■ 所给短文

+--

在大内存下建议调整ARC shrink shift (降到每次100M左右)

       zfs_arc_shrink_shift (int)  
                   log2(fraction of arc to reclaim)  
                   Default value: 5.  

默认是5, 也就是1/32 , 如果内存有384G, 将达到12GB, 一次shrink 12GB arc的话, 要hang很久的.

建议降低到100MB左右, 那么可以设置zfs_arc_shrink_shift =11, 也就是1/2048, 相当于187.5MB

Description: Semi-regular spikes in I/O latency on an SSD postgres server.  
Analysis: The customer reported multi-second I/O latency for a server with flash memory-based solid state disks (SSDs). Since this SSD type was new in production, it was feared that there may be a new drive or firmware problem causing high latency. ZFS latency counters, measured at the VFS interface, confirmed that I/O latency was dismal, sometimes reaching 10 seconds for I/O. The DTrace-based iosnoop tool (DTraceToolkit) was used to trace at the block device level, however, no seriously slow I/O was observed from the SSDs. I plotted the iosnoop traces using R for evidence of queueing behind TXG flushes, but they didn’t support that theory either.

+--

■ 所给材料
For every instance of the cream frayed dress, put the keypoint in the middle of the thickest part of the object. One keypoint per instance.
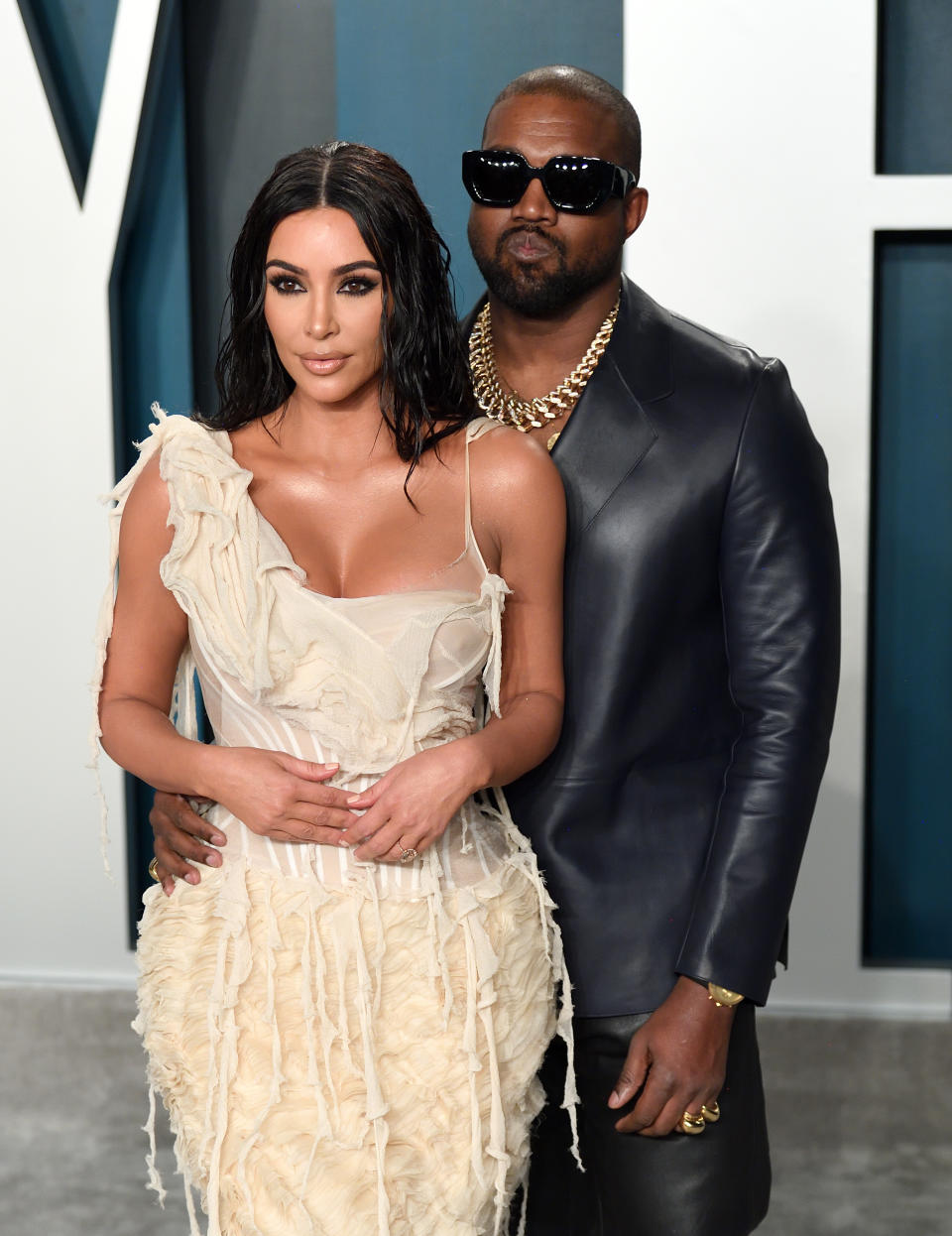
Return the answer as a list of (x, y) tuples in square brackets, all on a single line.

+--

■ 任务列表
[a] 请将关于ZFS ARC调优的短文从“默认是5, 也就是1/32 , 如果内存有384G, 将达到12GB, 一次shrink”到“that theory either.”这一段重写一遍，并把其中的“iosnoop”换成“biosnoop”。
[b] 根据关于ZFS ARC调优的短文，用一到三句话说明为什么在大内存机器上建议调低zfs_arc_shrink_shift。

■ 参考答案
[a]
默认是5, 也就是1/32 , 如果内存有384G, 将达到12GB, 一次shrink 12GB arc的话, 要hang很久的.

建议降低到100MB左右, 那么可以设置zfs_arc_shrink_shift =11, 也就是1/2048, 相当于187.5MB

Description: Semi-regular spikes in I/O latency on an SSD postgres server.  
Analysis: The customer reported multi-second I/O latency for a server with flash memory-based solid state disks (SSDs). Since this SSD type was new in production, it was feared that there may be a new drive or firmware problem causing high latency. ZFS latency counters, measured at the VFS interface, confirmed that I/O latency was dismal, sometimes reaching 10 seconds for I/O. The DTrace-based biosnoop tool (DTraceToolkit) was used to trace at the block device level, however, no seriously slow I/O was observed from the SSDs. I plotted the biosnoop traces using R for evidence of queueing behind TXG flushes, but they didn’t support that theory either.

[b] 默认值5表示每次回收ARC的1/32，内存为384G时一次会shrink约12GB，这会hang很久。因此短文建议把每次的回收量降到100MB左右，例如将该值设为11，即1/2048，约为187.5MB。